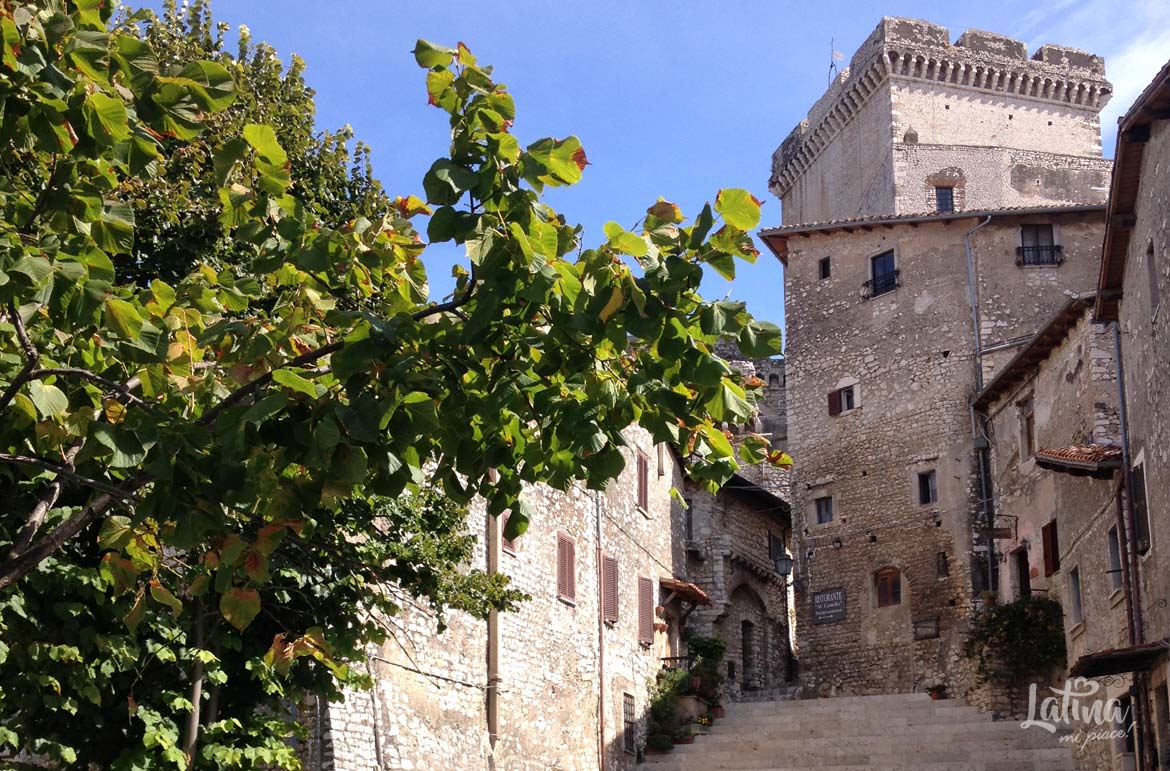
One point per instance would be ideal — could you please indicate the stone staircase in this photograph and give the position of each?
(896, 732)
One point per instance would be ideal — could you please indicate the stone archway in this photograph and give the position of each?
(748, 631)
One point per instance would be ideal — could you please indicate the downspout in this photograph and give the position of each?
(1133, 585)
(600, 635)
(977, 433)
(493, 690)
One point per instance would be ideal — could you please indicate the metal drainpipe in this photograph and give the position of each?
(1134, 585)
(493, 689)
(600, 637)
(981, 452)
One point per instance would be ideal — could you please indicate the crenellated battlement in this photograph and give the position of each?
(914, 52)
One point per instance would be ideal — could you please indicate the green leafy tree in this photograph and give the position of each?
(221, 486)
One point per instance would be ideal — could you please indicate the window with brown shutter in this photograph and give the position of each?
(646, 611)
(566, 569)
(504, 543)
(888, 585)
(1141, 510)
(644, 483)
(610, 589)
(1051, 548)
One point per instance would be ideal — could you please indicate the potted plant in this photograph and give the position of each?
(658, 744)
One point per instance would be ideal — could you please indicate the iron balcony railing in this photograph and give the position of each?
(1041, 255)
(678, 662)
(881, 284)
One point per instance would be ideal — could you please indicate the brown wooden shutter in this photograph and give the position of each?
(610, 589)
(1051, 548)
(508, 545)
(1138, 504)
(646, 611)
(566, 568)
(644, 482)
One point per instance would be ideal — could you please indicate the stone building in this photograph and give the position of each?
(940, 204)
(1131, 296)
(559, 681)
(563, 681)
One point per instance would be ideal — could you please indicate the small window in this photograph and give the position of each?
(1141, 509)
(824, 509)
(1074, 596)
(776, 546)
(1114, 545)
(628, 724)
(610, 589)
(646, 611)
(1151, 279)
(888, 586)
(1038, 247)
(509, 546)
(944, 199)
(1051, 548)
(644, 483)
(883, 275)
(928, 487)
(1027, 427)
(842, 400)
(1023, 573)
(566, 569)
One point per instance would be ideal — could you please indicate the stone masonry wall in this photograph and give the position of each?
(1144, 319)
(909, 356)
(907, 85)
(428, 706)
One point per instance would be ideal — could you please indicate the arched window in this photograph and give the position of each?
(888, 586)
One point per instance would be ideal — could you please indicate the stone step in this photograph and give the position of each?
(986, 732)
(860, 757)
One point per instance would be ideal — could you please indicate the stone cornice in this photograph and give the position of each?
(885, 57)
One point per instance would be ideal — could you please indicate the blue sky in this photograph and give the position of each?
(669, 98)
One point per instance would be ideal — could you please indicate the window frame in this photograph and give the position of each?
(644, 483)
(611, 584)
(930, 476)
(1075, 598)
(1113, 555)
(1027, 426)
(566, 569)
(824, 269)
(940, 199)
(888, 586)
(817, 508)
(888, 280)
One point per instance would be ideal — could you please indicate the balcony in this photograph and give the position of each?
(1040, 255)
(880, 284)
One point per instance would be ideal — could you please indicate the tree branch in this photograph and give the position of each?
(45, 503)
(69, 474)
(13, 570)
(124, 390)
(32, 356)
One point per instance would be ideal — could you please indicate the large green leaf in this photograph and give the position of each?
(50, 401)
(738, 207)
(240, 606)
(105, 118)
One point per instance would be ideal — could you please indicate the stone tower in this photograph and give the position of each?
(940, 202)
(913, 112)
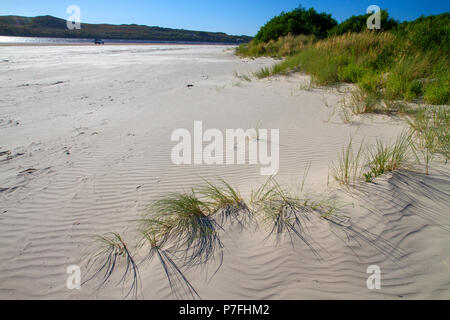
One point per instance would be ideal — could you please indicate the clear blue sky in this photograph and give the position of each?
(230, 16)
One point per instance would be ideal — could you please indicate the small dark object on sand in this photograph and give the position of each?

═══

▶ _SHORT EXERCISE_:
Reproduce the listing above, switching each occurrence of "photograph" to "image" and leaving everything else unchanged. Omit the pictures.

▶ _TASK RESPONSE_:
One point per instance would be ideal — could you please indicate the stone staircase in this image and give the position of each?
(896, 732)
One point per instance would be ideal — could you please indicate the stone archway in this image and give the position of each?
(748, 631)
One point per instance would be ideal — could you please indicate the downspout in this image and give the position of each?
(1133, 585)
(600, 635)
(977, 433)
(493, 690)
One point per instance would be ideal — could you please indicate the metal drainpipe in this image and give the position of each?
(1134, 585)
(493, 689)
(600, 637)
(981, 452)
One point per instance would be ideal — could you please indicate the crenellated battlement in this image and give the position of each?
(914, 52)
One point per instance would be ideal — could you please indicate the green leafy tree in this image and give the position of each?
(221, 486)
One point per instance would be ideal — could you please indicate the window with brown shutter in this image and give the position of each?
(646, 611)
(566, 569)
(504, 543)
(888, 585)
(1141, 510)
(644, 483)
(610, 589)
(1051, 548)
One point per instance would be ideal — could you please indicate the potted plant in this image and give the position of each?
(658, 744)
One point per instance would be ideal — could you please indicate the iron balcony railing in this image and give the position of each?
(1041, 255)
(678, 662)
(881, 284)
One point per instance would be ideal — could you please indicate the brown wooden shutter in this image and give the position of each?
(610, 589)
(1051, 548)
(508, 545)
(1138, 504)
(646, 611)
(566, 568)
(644, 482)
One point per instance would be ideal — could you please indicate the stone building in this image and give the position of each?
(940, 204)
(1131, 296)
(559, 681)
(563, 681)
One point per instance would be ideal — could you please indicate the small window in this image and give the position of each?
(1141, 509)
(824, 509)
(1074, 596)
(776, 546)
(1114, 545)
(628, 724)
(610, 589)
(646, 611)
(1151, 279)
(888, 586)
(1038, 247)
(509, 546)
(944, 199)
(1051, 548)
(644, 483)
(883, 275)
(928, 487)
(1027, 427)
(842, 400)
(1023, 573)
(566, 569)
One point per instance would be ideal — could you please indicate the stone masonry wall in this image and give the position of each?
(1144, 319)
(909, 356)
(907, 85)
(428, 706)
One point per instance would be ideal — could you please indicate the arched window in this image and give the position of each?
(888, 586)
One point per instance would be ideal — could you please indicate the stone step in this image and give the position of each?
(986, 732)
(860, 757)
One point per instance would be ideal — could you please indicate the stone cornice in this image and give the position of each?
(885, 57)
One point per instance would be ideal — could you please indicate the blue sky in this image and give the position of each?
(669, 98)
One point per instance would be ideal — could you please indicate the window frame in this image and give the position of each?
(644, 483)
(611, 584)
(930, 476)
(1075, 598)
(1113, 555)
(1027, 426)
(566, 569)
(824, 269)
(940, 199)
(888, 586)
(817, 508)
(888, 280)
One point per instance would be ideal — could you please indicate the balcony in this image and give the position of each?
(1040, 255)
(880, 284)
One point per instance would be ideal — could you please indicate the tree branch in this image and give the position of each?
(45, 503)
(69, 474)
(13, 570)
(124, 390)
(32, 356)
One point per instance would be ideal — could you please indicate the large green leaf in this image and give the position of each?
(50, 401)
(738, 207)
(240, 606)
(105, 118)
One point per instance would be ideal — could you please indicate the stone tower in this image and give the position of each?
(940, 202)
(913, 112)
One point per instance would be ideal — could you please indicate the clear blue sky in this image and give the position of each?
(230, 16)
One point per instance would be ideal — could you please indicate the small dark object on sand in this image and give the position of each?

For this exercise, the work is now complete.